Records to process >>
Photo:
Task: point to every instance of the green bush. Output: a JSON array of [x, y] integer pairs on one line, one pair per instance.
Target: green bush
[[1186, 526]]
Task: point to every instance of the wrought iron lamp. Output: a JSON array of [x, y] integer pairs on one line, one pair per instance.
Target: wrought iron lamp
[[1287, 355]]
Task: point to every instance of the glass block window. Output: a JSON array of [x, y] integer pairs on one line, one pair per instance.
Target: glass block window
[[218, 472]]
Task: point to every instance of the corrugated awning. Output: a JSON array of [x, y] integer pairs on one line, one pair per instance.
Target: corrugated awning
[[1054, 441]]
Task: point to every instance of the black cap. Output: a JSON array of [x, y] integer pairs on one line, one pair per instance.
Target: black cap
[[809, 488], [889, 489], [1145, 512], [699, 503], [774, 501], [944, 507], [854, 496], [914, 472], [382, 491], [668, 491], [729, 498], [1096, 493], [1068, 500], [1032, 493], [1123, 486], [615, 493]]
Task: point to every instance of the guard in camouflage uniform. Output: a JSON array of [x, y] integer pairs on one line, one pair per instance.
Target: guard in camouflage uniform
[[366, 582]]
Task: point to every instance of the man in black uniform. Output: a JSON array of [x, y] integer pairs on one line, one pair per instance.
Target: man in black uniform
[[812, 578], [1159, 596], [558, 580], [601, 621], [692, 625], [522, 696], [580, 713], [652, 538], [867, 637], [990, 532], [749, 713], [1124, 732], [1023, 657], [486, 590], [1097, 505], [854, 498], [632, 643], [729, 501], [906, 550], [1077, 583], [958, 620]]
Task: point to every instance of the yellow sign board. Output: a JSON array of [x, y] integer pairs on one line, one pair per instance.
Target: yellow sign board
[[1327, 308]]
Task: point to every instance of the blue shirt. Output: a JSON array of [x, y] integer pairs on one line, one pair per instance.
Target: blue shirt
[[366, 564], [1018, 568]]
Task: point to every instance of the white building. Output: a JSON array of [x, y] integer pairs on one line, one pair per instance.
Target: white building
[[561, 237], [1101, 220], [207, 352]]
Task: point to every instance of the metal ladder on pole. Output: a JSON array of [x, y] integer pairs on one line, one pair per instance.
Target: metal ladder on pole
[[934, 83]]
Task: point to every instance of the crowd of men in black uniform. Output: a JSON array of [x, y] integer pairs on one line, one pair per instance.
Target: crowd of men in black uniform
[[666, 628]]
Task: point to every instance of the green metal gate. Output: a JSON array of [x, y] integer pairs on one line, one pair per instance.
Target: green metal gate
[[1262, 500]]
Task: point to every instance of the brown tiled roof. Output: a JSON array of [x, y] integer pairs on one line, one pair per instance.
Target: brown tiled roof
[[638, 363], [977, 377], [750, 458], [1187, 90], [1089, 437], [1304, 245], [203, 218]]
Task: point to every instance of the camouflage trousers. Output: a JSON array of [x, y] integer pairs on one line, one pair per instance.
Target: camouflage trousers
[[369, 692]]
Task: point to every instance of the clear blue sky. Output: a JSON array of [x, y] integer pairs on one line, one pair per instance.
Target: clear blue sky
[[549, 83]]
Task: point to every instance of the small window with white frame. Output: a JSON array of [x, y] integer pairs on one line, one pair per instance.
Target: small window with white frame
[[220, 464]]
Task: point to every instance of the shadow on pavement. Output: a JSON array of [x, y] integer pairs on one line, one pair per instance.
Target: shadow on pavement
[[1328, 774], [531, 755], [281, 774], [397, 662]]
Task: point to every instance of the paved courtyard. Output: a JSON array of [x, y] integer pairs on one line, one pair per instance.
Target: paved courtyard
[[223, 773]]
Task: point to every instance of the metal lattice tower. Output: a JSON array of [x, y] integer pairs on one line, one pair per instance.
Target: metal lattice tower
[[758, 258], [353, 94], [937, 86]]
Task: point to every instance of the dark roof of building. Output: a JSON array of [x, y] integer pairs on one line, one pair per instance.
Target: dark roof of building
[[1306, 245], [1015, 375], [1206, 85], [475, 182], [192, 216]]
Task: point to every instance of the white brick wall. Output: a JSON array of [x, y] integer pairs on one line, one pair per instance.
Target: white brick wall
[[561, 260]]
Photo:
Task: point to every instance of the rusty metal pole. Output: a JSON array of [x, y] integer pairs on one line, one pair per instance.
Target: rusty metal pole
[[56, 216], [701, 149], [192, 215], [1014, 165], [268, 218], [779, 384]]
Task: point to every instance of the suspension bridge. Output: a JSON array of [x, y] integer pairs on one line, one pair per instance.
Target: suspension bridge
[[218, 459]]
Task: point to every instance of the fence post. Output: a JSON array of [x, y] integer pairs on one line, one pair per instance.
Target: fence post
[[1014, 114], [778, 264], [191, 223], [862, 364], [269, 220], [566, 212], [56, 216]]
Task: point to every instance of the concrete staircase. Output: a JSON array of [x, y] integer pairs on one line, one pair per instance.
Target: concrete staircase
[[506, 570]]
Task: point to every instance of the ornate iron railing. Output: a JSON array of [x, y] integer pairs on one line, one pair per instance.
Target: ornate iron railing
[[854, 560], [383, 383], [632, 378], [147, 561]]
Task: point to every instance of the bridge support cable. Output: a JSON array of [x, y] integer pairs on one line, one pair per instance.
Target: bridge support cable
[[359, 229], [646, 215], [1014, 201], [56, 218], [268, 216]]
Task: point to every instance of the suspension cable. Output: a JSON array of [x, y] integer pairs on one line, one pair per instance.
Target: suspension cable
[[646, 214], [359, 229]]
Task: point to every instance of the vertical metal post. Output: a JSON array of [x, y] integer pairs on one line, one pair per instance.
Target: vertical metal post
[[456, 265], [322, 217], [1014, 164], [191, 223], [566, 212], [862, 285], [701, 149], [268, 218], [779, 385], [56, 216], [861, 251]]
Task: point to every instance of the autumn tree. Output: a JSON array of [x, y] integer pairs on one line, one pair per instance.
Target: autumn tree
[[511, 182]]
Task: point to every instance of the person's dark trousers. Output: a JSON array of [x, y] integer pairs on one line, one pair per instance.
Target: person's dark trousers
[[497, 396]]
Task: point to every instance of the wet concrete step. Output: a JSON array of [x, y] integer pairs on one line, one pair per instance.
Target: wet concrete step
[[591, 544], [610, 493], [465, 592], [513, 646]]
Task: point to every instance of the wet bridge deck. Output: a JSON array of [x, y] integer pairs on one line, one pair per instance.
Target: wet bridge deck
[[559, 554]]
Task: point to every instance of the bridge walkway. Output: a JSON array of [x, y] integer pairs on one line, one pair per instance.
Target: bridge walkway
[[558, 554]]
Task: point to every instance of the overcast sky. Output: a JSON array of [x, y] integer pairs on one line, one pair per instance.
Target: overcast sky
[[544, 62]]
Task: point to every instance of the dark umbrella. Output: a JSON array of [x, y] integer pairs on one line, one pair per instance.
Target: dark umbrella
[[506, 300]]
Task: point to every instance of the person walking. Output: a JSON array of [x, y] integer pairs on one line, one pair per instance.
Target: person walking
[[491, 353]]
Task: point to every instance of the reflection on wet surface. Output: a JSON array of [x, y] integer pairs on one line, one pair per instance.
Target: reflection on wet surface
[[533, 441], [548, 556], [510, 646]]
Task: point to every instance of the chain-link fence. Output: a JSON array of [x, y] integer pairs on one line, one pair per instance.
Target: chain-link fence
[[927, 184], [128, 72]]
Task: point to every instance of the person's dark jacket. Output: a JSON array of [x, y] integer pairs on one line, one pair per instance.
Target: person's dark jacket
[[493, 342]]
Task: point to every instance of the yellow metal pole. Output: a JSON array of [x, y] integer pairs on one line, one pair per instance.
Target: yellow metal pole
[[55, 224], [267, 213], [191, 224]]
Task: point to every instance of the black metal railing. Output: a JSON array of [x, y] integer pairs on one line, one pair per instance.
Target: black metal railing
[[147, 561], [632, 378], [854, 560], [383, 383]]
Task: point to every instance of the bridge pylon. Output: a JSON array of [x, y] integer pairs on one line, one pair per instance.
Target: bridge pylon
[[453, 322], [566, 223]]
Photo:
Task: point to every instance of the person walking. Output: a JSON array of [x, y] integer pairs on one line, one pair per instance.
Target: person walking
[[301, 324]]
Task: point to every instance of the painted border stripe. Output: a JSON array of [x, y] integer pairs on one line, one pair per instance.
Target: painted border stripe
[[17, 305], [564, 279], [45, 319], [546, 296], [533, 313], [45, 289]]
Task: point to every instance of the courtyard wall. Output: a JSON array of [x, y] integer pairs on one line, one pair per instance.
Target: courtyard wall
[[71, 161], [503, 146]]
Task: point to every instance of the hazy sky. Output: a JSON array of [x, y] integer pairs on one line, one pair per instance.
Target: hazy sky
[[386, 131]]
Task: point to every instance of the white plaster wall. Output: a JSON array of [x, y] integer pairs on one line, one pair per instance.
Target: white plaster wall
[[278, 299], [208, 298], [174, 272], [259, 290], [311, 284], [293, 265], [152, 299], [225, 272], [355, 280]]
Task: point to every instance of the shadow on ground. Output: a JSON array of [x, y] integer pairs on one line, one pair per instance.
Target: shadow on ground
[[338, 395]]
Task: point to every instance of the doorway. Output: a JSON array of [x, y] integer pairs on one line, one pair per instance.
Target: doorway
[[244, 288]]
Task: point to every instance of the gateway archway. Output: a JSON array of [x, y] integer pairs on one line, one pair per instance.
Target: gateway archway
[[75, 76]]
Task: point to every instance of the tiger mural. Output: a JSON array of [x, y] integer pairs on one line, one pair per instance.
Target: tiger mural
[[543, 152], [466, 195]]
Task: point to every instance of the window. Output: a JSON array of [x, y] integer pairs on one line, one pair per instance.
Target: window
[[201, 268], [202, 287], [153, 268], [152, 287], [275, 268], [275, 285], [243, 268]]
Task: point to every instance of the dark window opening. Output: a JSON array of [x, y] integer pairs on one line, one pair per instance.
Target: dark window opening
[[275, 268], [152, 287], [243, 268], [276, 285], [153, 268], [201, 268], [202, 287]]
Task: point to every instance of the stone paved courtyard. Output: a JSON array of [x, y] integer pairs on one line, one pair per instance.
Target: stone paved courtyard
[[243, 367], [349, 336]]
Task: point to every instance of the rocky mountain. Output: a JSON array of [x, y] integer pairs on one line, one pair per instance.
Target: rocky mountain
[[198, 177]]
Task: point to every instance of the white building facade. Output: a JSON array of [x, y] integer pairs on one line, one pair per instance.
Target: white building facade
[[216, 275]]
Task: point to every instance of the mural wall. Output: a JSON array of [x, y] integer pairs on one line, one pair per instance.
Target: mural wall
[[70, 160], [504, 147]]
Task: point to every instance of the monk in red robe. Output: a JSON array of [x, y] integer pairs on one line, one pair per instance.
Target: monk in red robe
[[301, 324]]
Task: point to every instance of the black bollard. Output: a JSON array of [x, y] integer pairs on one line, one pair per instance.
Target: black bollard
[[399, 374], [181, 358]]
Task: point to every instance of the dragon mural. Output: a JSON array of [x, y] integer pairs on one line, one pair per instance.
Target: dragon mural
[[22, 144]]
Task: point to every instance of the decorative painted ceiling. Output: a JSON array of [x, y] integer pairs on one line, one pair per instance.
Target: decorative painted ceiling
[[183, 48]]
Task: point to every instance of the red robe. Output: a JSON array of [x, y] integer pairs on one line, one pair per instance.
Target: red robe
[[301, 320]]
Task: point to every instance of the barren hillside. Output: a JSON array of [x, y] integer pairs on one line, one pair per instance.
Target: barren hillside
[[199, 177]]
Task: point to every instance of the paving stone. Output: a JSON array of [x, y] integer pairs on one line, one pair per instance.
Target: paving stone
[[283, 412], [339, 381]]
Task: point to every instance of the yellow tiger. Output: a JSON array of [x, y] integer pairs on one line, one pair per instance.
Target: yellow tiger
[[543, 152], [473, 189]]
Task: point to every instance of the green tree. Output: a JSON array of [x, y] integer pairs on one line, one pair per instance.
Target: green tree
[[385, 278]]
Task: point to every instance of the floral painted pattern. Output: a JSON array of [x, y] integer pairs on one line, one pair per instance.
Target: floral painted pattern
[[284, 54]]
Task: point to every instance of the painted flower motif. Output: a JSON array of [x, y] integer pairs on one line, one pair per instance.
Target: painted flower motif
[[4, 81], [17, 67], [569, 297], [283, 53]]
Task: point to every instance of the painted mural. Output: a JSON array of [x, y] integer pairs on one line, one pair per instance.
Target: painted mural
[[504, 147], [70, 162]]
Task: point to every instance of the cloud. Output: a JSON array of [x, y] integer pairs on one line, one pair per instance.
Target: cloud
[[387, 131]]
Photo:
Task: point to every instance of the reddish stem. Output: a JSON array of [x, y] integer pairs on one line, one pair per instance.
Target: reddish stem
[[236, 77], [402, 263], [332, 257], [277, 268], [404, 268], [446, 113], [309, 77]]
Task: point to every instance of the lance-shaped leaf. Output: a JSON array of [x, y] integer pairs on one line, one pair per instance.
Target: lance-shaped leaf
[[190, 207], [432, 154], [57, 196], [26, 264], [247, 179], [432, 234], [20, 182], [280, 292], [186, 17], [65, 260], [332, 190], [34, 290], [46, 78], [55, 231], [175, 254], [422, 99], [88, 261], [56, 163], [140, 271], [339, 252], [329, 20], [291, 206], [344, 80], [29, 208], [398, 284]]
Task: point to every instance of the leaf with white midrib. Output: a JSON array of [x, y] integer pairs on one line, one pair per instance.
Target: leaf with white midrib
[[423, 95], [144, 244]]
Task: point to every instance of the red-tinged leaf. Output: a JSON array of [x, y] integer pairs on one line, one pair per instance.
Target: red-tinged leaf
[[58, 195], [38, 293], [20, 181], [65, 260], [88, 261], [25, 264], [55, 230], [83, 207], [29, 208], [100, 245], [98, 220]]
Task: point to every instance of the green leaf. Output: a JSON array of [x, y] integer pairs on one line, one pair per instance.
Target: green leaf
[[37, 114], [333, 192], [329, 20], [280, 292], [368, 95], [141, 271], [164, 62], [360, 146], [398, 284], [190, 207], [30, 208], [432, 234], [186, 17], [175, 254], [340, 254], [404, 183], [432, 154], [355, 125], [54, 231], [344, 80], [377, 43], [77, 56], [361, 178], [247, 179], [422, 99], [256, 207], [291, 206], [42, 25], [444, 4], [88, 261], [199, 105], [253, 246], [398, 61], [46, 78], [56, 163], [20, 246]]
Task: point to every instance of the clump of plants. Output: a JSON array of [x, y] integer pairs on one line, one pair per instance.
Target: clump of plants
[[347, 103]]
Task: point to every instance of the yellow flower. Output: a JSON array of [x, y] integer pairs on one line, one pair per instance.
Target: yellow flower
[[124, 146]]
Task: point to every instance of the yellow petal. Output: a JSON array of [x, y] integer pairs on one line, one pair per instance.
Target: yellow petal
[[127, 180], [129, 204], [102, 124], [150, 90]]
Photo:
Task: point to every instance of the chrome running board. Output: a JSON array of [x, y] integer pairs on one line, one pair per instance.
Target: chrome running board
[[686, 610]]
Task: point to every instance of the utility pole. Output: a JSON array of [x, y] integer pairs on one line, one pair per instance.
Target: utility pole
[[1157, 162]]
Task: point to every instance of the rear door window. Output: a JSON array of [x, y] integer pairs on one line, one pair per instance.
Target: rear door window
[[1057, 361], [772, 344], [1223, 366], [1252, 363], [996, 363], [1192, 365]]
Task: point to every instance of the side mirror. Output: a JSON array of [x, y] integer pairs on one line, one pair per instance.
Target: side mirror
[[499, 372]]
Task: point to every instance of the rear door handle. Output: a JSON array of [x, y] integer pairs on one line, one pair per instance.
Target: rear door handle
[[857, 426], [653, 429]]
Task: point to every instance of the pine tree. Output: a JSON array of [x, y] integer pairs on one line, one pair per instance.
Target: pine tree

Problem to work on >>
Please copy each line of the records above that holds the word "pine".

Answer to this problem >>
Task: point to every instance of the pine tree. Output: a JSON array of [x, y] integer pairs on one line, one pair per instance.
Target: pine tree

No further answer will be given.